▶ **練習課題**:
1. 契約書の構成についての文章のうち、「書き方も自由ですが、基本的に」から始まり「署名(記名押印)」となります。以下で整理してみましょう。」までの部分を、一字も変えずに書き写しなさい。
2. 契約書の構成についての文章によると、契約書の本文はどのような条項に分けられていますか。
3. 契約書の構成についての文章を、最後の文の後から書き継ぎなさい。

▶ **本文**:
【再監修】契約書で押さえておくべき構成や用語/「条・項・号」の違い、「又はと若しくは」の使い分け
契約書には決まった作り方があるわけではありません。しかし、基本的な構成はおおむね共通しているため、基本的な形について押さえておくとよいでしょう。
書き方も自由ですが、基本的には法律用語を使ったり、一定の慣例やルールに従った書き方をしたりします。契約書に書かれている法律用語などは、普段は耳慣れないものや微妙なニュアンスの違いなどがあるため、正確にその内容を理解しておきましょう。
1 共通している部分が多い「契約書の基本的な構成」
契約書の基本的な構成はおおむね共通していて、「タイトル」「前文」「本文(一般条項・主要条項)」「後文」「契約書締結日」「署名(記名押印)」となります。以下で整理してみましょう。

▶ **資料**:
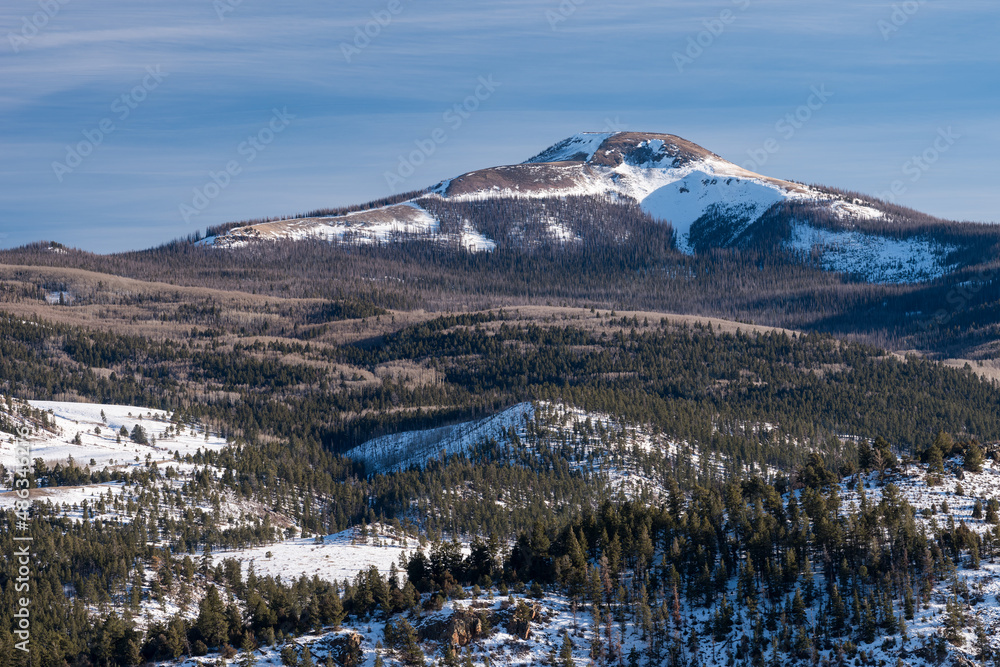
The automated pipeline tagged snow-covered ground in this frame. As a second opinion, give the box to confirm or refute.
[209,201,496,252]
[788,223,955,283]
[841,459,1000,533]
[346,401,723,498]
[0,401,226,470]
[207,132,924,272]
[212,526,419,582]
==
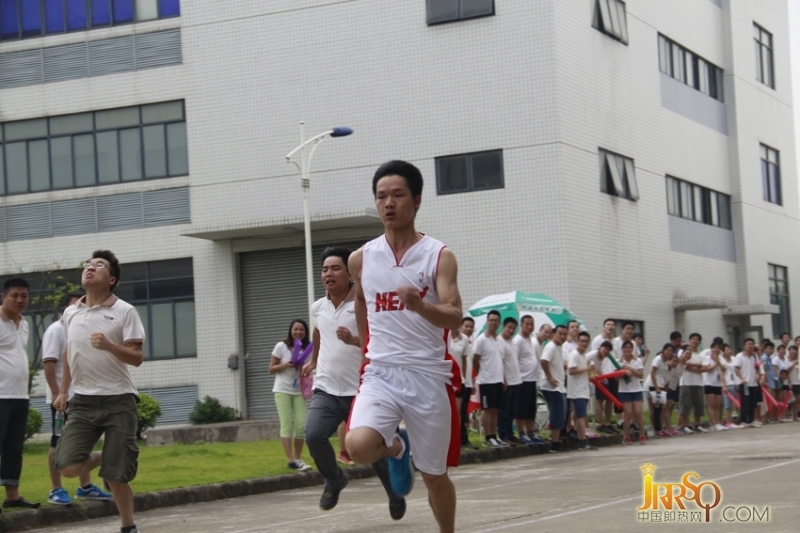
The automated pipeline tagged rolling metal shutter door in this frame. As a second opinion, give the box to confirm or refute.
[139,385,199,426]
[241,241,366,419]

▶ **課題の解答**:
1.
書き方も自由ですが、基本的には法律用語を使ったり、一定の慣例やルールに従った書き方をしたりします。契約書に書かれている法律用語などは、普段は耳慣れないものや微妙なニュアンスの違いなどがあるため、正確にその内容を理解しておきましょう。
1 共通している部分が多い「契約書の基本的な構成」
契約書の基本的な構成はおおむね共通していて、「タイトル」「前文」「本文(一般条項・主要条項)」「後文」「契約書締結日」「署名(記名押印)」となります。以下で整理してみましょう。

2. 一般条項と主要条項

3.
1)タイトル
タイトルとは、「売買契約書」などの表題です。タイトルは、契約の法的効力への影響はなく、自由に付けることができます。ただし、実務上は、契約内容が一目で分かるようなものにします。
2)前文
前文とは、「○○(以下「甲」という)と、□□(以下「乙」という)は、△△について次の通り契約を締結する」といった文言です。契約当事者は誰なのか、契約の目的は何であるのかなどを明らかにします。
3)本文
本文は一般条項と主要条項に大別されます。契約書に記載する順番は、言葉の定義など、以降の内容に関わってくる条項や、基本的なもの(売買契約であれば、甲が乙に◆◆を販売するなど)から記載していくのが一般的です。また、一般条項の一部については、契約書の後ろのほうにまとめて記載することが多くなります。
1.一般条項
契約内容にかかわらず、共通して定められることの多い条項です。「解除条項」「損害賠償条項」などがあります。
2.主要条項
一般条項以外の条項です。個々の契約書で大きな違いが生じます。
4)後文
後文とは、「上記合意成立の証しとして、本契約書2通を作成し、甲乙各々署名捺印の上、甲乙各1通を保有する」といった文言です。契約書原本の作成通数、保有する者などを定めます。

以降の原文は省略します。